Given information ->
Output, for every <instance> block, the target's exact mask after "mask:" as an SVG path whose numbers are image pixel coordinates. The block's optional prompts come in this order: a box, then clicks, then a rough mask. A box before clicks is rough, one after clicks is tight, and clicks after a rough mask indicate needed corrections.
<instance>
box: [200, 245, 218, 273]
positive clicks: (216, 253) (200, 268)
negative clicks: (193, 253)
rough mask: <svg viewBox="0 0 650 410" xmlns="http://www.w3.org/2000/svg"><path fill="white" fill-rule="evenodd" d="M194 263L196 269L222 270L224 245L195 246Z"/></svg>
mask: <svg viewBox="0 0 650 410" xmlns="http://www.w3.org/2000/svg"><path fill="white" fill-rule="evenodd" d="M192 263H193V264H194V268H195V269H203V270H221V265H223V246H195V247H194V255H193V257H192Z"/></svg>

Work required -> What is needed here is an exact copy of every record.

Solution for this problem ->
Output, for every <instance> block, the target's exact mask after "mask:" as an SVG path whose numbers are image pixel coordinates. The block's optional prompts come in this order: a box, then clicks, then a rough mask. A box before clicks is rough, one after clicks is tight, and clicks after a rough mask indicate needed corrections.
<instance>
box: [200, 245, 218, 273]
positive clicks: (216, 253) (200, 268)
negative clicks: (193, 253)
rough mask: <svg viewBox="0 0 650 410" xmlns="http://www.w3.org/2000/svg"><path fill="white" fill-rule="evenodd" d="M194 263L196 269L222 270L224 245L195 246Z"/></svg>
mask: <svg viewBox="0 0 650 410" xmlns="http://www.w3.org/2000/svg"><path fill="white" fill-rule="evenodd" d="M192 263H193V264H194V268H195V269H203V270H221V265H223V246H195V247H194V255H193V257H192Z"/></svg>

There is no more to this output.